I got some mail after I trashed Karona, mostly from people defending her. Looking back I think I was too harsh and didn't do a good enough job of explaining why I was so disappointed. I have no problem with this card in isolation. I've heard some great things about it in multiplayer play. My unhappiness was not with the design unto itself. What I was unhappy with was that we had done such a good job of taking the two central characters from the story, Akroma, Angel of Wrath and Phage the Untouchable, and made them in to compelling and beloved cards. The card combining them should have been something worthy of combining two such favorite cards. I wanted the new card to at least be worth the sum of its parts, and it was there that I felt we fell down in the design.
The actual design came about because Brian Tinsman, the head designer for Scourge, was trying to come up for interesting cards for the end of the tribal block. Karona was made to be a fun, chaotic card to throw into your tribal deck. The design ended up on Karona because Brian felt it wanted to be a legend and Karona was one of the few options available.

------------------------------------------------------------

§ **DIRECTIONS**:
a) Answer these questions from the passage on the card Karona:
(i) Which two cards did the writer feel Karona should have been worthy of combining?
(ii) Who was the head designer for Scourge?
(iii) Why did the design end up on Karona?
b) Reproduce word for word part of the passage on the card Karona: start at the words "I got some mail" and stop after "in the design.".
c) Resume the passage on the card Karona after its final sentence.
The listing after this point is not needed for any of this work.

§ **RECORDED INFORMATION**:
------------------------------------------------------------

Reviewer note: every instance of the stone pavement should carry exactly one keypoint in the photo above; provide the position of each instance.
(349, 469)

------------------------------------------------------------

§ **RESPONSES TO THE EXERCISE**:
a)
(i) Akroma, Angel of Wrath and Phage the Untouchable.
(ii) Brian Tinsman.
(iii) Brian felt it wanted to be a legend, and Karona was one of the few options available.

b)
I got some mail after I trashed Karona, mostly from people defending her. Looking back I think I was too harsh and didn't do a good enough job of explaining why I was so disappointed. I have no problem with this card in isolation. I've heard some great things about it in multiplayer play. My unhappiness was not with the design unto itself. What I was unhappy with was that we had done such a good job of taking the two central characters from the story, Akroma, Angel of Wrath and Phage the Untouchable, and made them in to compelling and beloved cards. The card combining them should have been something worthy of combining two such favorite cards. I wanted the new card to at least be worth the sum of its parts, and it was there that I felt we fell down in the design.

c)
The most interesting thing I discovered while doing research for this article (yes, I actually do research) was the following line from Karona's Multiverse file. RB stands for Randy Buehler, who was then Magic Director (what Aaron Forsythe is now). The "Paul" mentioned was Paul Barclay, then Rules Manager (a post now held by my arch-nemesis Mark Gottlieb).
RB 6/12: is this the spot for us to use "Protection from everything"? (Paul has sanctioned its use, btw.)
This note comes from 2001 so you can see that we are more than willing to take a good idea and wait until the right time to use. (In addition—hint for an upcoming trivia answer.)
Question #14: What five-color card has a converted mana cost of less than five?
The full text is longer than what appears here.